> _Problem to solve_
Which lines in the material below contain the word "outline"? Copy each of them in full.

[Excerpts of annotation records]
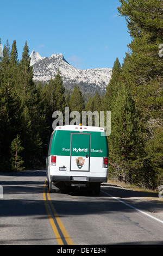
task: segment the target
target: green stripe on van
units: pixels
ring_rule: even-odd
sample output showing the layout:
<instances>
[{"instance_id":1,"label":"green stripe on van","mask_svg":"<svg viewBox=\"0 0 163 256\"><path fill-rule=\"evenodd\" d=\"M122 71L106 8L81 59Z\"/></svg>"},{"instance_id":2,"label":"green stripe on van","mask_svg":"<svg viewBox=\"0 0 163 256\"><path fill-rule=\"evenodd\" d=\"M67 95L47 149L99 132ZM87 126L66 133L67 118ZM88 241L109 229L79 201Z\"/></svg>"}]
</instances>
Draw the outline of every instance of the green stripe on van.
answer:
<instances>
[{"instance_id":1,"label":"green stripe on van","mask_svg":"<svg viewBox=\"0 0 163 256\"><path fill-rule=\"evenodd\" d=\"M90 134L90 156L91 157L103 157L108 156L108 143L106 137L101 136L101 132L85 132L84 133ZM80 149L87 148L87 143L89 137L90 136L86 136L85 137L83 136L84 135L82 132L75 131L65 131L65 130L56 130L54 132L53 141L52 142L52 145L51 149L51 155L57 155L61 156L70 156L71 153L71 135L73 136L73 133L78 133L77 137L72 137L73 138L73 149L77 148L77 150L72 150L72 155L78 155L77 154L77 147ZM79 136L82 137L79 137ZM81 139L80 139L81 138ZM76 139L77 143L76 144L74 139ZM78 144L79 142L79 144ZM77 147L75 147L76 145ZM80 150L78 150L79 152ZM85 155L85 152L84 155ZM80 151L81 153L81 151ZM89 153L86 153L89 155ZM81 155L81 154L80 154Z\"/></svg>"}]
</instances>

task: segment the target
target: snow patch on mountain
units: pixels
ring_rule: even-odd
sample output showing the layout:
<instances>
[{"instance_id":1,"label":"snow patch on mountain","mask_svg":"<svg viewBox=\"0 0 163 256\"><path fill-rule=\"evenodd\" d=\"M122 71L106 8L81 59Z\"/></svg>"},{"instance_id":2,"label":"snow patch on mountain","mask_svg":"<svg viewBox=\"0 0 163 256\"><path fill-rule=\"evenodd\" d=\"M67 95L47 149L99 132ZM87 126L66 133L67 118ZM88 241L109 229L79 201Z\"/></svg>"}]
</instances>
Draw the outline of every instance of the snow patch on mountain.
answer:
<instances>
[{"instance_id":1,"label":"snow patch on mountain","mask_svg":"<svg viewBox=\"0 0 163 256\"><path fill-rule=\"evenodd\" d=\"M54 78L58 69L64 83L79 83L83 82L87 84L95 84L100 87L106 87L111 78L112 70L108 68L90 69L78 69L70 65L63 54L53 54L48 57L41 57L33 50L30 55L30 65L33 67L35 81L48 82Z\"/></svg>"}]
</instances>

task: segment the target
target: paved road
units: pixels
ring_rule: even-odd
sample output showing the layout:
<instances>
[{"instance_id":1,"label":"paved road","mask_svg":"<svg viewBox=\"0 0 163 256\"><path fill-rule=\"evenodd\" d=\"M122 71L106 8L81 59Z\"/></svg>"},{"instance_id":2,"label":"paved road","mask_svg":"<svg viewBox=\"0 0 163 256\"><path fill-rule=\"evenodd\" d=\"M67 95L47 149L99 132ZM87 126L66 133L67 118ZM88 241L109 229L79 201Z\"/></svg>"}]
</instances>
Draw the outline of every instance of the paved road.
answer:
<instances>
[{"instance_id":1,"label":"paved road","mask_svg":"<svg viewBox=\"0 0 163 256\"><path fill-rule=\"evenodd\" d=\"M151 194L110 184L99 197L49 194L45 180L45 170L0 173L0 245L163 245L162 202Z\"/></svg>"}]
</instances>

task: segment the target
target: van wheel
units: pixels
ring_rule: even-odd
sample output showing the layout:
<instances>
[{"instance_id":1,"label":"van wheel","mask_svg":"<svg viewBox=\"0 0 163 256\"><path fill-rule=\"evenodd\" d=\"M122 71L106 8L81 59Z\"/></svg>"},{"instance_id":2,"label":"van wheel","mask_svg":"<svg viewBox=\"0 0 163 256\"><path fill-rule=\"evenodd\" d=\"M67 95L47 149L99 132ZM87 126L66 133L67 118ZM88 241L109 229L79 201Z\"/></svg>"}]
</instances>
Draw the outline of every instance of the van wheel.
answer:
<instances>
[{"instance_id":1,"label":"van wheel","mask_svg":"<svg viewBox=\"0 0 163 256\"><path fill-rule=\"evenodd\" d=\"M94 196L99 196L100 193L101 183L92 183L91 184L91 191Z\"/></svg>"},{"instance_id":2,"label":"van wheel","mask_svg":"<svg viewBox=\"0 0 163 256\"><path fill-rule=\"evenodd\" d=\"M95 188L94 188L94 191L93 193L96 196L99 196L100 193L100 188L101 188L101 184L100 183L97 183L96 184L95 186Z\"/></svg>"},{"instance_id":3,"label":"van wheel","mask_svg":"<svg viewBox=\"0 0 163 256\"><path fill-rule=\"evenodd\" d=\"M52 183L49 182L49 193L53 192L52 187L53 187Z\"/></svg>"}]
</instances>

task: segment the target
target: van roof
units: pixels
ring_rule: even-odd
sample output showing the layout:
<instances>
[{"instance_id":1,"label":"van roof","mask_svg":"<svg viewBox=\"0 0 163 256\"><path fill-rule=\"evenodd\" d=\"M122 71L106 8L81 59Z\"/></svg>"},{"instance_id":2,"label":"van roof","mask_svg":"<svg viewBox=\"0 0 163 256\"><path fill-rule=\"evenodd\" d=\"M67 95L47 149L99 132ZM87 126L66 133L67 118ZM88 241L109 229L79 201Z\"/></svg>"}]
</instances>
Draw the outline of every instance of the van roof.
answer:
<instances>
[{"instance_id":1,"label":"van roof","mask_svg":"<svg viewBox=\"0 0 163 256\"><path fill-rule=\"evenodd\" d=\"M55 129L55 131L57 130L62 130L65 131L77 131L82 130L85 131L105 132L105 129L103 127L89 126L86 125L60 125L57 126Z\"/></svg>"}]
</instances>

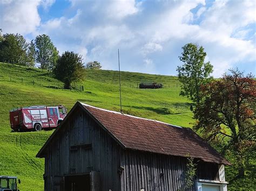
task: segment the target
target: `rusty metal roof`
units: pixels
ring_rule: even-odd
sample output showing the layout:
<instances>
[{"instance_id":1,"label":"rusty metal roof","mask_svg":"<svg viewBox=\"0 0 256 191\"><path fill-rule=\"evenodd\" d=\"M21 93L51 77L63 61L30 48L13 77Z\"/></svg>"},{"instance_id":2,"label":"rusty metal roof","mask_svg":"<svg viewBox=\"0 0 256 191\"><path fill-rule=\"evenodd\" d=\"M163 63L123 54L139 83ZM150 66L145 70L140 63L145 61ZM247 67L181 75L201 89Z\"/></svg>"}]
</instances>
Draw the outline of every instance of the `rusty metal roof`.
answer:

> _Solved exercise_
Draw the outline of every instance of the green stripe on van.
Draw the outline of every instance of the snow patch on mountain.
Draw the outline of every instance of the paved road.
Draw the outline of every instance of the van wheel.
Draw the outline of every instance of the van roof.
Draw the outline of every instance of the `rusty metal roof`.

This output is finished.